A simbiose dos dois permanece luminosa, mas o afastamento e a busca pelos próprios sonhos provoca uma desilusão repentina, que atiça novamente a autodestruição do calejado Jack, que encontra alvo no próprio irmão, Bobby (Sam Elliot, delicado e tocante, em seu melhor papel em décadas). A estrada traiçoeira da fama, que dá benção sem requisitos, mas também as tira sem anestesia, carrega uma Ally entorpecida pela adoração que recebe ao final de cada espetáculo, contradizendo, sem perceber, o próprio desejo de não perder a essência, não eclipsar o talento pelo sensacionalismo do pop, a qual é transformada, uma metáfora direta ao sistema, que afeta basicamente toda grande artista que é, em algum nível, manipulada por produtores e agentes ávidos pelo sucesso de fácil acessibilidade e sem profundidade.
Só que Cooper não se mostra interessando em segmentos direcionados com exclusividade, e de maneira romântica, faz questão de deixar claro que por mais que seja representado por astros, A Star is Born é uma história de personagens, cheios de camadas, lutando contra a imprevisibilidade de seu destino. Seria fácil tornar Jack um astro badboy decadente, assim como Ally uma aspirante de objetivos superficiais, mas tanto no roteiro quanto no alcance dramático pessoal de ambos, se tornam figuras emblemáticas e reais.

Material de origem —
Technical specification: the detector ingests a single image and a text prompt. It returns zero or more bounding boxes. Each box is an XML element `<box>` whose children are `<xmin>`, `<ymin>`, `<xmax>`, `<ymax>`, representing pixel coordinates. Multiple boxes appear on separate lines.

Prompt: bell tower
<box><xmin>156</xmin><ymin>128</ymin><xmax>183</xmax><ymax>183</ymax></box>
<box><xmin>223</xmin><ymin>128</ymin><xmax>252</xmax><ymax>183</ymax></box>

Objetivos —
• a. Responda com base no trecho:
(i) Que ator interpreta Bobby, irmão de Jack?
(ii) Por quem toda grande artista é, em algum nível, manipulada?
(iii) Segundo o autor, A Star is Born é uma história de quê?
• b. Imprima do trecho tudo o que vai de "Só que Cooper" até "emblemáticas e reais.", sem alterar nada.

Conjunto de respostas —
• a.
(i) Sam Elliot.
(ii) Por produtores e agentes ávidos pelo sucesso de fácil acessibilidade e sem profundidade.
(iii) De personagens cheios de camadas, lutando contra a imprevisibilidade de seu destino.

• b.
Só que Cooper não se mostra interessando em segmentos direcionados com exclusividade, e de maneira romântica, faz questão de deixar claro que por mais que seja representado por astros, A Star is Born é uma história de personagens, cheios de camadas, lutando contra a imprevisibilidade de seu destino. Seria fácil tornar Jack um astro badboy decadente, assim como Ally uma aspirante de objetivos superficiais, mas tanto no roteiro quanto no alcance dramático pessoal de ambos, se tornam figuras emblemáticas e reais.